EXERCISE REQUIREMENTS. Nothing but the data below, returned exactly, should appear in the answer.

RECORDS FOR THE EXERCISE.
BEGIN

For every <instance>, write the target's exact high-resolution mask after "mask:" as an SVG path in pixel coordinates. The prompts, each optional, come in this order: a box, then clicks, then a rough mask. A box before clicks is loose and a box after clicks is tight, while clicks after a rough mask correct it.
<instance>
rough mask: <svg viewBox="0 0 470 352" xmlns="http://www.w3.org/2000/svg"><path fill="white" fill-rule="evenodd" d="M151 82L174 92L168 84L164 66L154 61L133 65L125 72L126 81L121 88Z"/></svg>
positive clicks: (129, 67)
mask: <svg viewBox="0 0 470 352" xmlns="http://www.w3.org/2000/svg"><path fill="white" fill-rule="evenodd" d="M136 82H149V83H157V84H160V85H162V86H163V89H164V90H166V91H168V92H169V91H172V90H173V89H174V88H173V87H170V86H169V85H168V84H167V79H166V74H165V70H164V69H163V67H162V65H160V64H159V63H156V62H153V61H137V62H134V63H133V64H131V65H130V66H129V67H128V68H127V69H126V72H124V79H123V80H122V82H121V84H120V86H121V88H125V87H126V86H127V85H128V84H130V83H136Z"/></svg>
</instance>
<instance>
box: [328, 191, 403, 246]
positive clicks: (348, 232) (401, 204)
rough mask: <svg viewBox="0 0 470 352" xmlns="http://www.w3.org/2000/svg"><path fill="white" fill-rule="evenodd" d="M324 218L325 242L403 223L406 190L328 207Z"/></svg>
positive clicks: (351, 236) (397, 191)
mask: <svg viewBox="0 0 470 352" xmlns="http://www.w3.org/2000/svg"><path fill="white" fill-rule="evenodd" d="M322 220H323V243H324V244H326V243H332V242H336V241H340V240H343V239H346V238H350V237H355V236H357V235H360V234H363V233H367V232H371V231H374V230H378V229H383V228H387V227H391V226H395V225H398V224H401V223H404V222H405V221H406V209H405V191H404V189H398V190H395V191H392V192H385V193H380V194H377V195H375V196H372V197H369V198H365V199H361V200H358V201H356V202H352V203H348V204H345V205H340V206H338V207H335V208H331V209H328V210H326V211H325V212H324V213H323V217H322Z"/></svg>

END

RESULT FOR THIS TASK.
For every <instance>, write the target's exact high-resolution mask after "mask:" as an SVG path in pixel coordinates. The prompts, each optional, come in this order: a box, then clicks, then a rough mask. A box before clicks is loose and a box after clicks is tight, while clicks after a rough mask correct it.
<instance>
rough mask: <svg viewBox="0 0 470 352" xmlns="http://www.w3.org/2000/svg"><path fill="white" fill-rule="evenodd" d="M151 82L174 92L168 84L164 66L154 61L133 65L125 72L126 81L121 88Z"/></svg>
positive clicks: (129, 67)
mask: <svg viewBox="0 0 470 352" xmlns="http://www.w3.org/2000/svg"><path fill="white" fill-rule="evenodd" d="M136 82H149V83H157V84H160V85H162V86H163V89H164V90H166V91H168V92H169V91H172V90H173V89H174V88H173V87H170V86H169V85H168V84H167V79H166V74H165V70H164V69H163V67H162V65H160V64H159V63H156V62H153V61H137V62H134V63H133V64H131V65H130V66H129V67H128V68H127V69H126V72H124V79H123V80H122V82H121V84H120V86H121V88H125V87H126V86H127V85H128V84H130V83H136Z"/></svg>
</instance>
<instance>
box: [328, 191, 403, 246]
positive clicks: (348, 232) (401, 204)
rough mask: <svg viewBox="0 0 470 352" xmlns="http://www.w3.org/2000/svg"><path fill="white" fill-rule="evenodd" d="M324 218L325 242L403 223L406 190L328 207Z"/></svg>
positive clicks: (351, 236) (397, 191)
mask: <svg viewBox="0 0 470 352" xmlns="http://www.w3.org/2000/svg"><path fill="white" fill-rule="evenodd" d="M322 220H323V243H324V244H326V243H332V242H336V241H340V240H343V239H346V238H350V237H355V236H357V235H360V234H363V233H367V232H371V231H374V230H378V229H383V228H387V227H391V226H395V225H398V224H401V223H404V222H405V221H406V209H405V191H404V189H398V190H395V191H392V192H385V193H380V194H377V195H375V196H372V197H369V198H365V199H361V200H358V201H356V202H352V203H348V204H345V205H340V206H338V207H335V208H331V209H328V210H326V211H325V212H324V213H323V217H322Z"/></svg>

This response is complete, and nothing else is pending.